# Chip.de Forum gehackt, womöglich 2,5 Millionen Nutzerdaten kopiert



## TempestX1 (28. März 2014)

*Chip.de Forum gehackt, womöglich 2,5 Millionen Nutzerdaten kopiert*

Zur Zeit wird allen registrierten Forennutzer von Chip.de empfohlen ihr Passwort zu ändern.
Laut einer Rundmail informierte Chip Online seine Nutzer, das ein Eindringling sich adminstrative Rechte für das Forum verschaffen konnte und womöglich die Nutzerdaten, darunter E-Mail Adressen und Passwort-Hashes kopiert haben könnte.

Die Passwörter auf Chip waren als SHA1 Hashes _[1]_ ungesalzen _[2]_ gespeichert, was dazu führt das die Passwörter mit aktueller Hardware einfach zu entschlüsseln sind.
Zur Zeit befindet sich das Forum im Read-Only Modus.

Quelle
Möglicherweise Daten von 2,5 Millionen Nutzern bei Chip.de kopiert | heise online

[1] http://de.wikipedia.org/wiki/SHA1#SHA-1
[2] http://de.wikipedia.org/wiki/Salt_(Kryptologie)


----------



## Brehministrator (28. März 2014)

____________

§ Gestellte Aufgabe A:
Gib aus dem Forenthread zum Chip.de-Hack alles von „# Chip.de Forum“ bis hinunter zu „im Read-Only Modus.“ wortgetreu wieder.

§ Übungsdaten:
____________

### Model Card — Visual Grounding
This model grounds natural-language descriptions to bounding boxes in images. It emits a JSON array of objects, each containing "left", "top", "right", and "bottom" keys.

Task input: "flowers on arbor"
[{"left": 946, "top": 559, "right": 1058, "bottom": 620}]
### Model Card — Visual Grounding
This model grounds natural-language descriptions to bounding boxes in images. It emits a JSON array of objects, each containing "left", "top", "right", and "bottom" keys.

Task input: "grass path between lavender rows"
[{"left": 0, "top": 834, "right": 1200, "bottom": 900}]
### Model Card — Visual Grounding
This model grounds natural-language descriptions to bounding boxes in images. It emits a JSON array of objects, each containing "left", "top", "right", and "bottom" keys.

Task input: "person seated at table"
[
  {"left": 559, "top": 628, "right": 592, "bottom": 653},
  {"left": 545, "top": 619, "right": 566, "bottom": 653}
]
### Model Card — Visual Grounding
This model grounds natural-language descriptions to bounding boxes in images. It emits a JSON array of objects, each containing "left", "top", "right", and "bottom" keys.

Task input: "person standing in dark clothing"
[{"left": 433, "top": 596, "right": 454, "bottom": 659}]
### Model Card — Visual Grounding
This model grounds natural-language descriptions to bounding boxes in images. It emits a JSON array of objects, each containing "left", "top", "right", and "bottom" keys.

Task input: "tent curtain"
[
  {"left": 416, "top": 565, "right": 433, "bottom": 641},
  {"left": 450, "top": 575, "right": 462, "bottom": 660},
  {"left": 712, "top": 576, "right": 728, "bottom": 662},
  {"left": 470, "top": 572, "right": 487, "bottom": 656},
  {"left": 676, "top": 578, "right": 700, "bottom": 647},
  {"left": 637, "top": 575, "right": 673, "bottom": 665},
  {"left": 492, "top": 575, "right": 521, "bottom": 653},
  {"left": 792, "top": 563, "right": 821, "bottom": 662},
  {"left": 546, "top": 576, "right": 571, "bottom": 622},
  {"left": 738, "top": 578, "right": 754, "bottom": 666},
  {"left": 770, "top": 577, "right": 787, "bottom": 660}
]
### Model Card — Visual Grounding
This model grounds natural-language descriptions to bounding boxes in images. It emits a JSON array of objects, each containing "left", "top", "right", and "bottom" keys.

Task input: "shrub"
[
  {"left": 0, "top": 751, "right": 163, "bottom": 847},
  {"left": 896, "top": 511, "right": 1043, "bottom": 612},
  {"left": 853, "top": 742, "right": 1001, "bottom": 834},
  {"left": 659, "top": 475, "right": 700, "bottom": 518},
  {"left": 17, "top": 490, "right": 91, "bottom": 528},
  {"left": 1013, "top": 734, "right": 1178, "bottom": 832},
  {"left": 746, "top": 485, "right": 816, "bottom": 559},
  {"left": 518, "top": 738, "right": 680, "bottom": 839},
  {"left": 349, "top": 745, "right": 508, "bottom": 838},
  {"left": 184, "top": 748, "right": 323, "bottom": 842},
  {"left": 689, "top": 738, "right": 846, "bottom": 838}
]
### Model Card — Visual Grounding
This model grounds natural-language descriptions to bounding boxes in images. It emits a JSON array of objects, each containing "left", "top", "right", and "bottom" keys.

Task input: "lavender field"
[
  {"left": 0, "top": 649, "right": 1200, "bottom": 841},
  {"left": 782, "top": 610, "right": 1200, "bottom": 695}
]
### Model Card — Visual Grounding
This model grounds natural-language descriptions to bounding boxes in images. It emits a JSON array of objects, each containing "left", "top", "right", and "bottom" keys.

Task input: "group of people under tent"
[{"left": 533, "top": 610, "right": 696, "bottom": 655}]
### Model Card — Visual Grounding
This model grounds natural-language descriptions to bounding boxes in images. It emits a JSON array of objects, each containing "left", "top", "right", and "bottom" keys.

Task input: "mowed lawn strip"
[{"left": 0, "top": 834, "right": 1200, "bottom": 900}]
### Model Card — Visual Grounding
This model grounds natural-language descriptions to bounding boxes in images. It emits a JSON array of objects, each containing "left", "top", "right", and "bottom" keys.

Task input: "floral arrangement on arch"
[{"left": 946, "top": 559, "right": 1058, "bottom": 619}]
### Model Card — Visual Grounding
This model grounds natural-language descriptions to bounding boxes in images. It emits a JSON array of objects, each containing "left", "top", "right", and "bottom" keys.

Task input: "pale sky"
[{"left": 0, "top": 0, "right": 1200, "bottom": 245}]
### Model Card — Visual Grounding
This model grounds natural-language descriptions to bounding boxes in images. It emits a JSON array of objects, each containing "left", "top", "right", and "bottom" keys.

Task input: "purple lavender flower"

____________

§ Gestellte Aufgabe B:
Bestimme jede Zeile der Einträge, in der das Wort „lavender“ vorkommt, und schreibe diese Zeilen unverändert ab.

§ Ergebnis A:
# Chip.de Forum gehackt, womöglich 2,5 Millionen Nutzerdaten kopiert



## TempestX1 (28. März 2014)

*Chip.de Forum gehackt, womöglich 2,5 Millionen Nutzerdaten kopiert*

Zur Zeit wird allen registrierten Forennutzer von Chip.de empfohlen ihr Passwort zu ändern.
Laut einer Rundmail informierte Chip Online seine Nutzer, das ein Eindringling sich adminstrative Rechte für das Forum verschaffen konnte und womöglich die Nutzerdaten, darunter E-Mail Adressen und Passwort-Hashes kopiert haben könnte.

Die Passwörter auf Chip waren als SHA1 Hashes _[1]_ ungesalzen _[2]_ gespeichert, was dazu führt das die Passwörter mit aktueller Hardware einfach zu entschlüsseln sind.
Zur Zeit befindet sich das Forum im Read-Only Modus.

§ Ergebnis B:
Task input: "grass path between lavender rows"
Task input: "lavender field"
Task input: "purple lavender flower"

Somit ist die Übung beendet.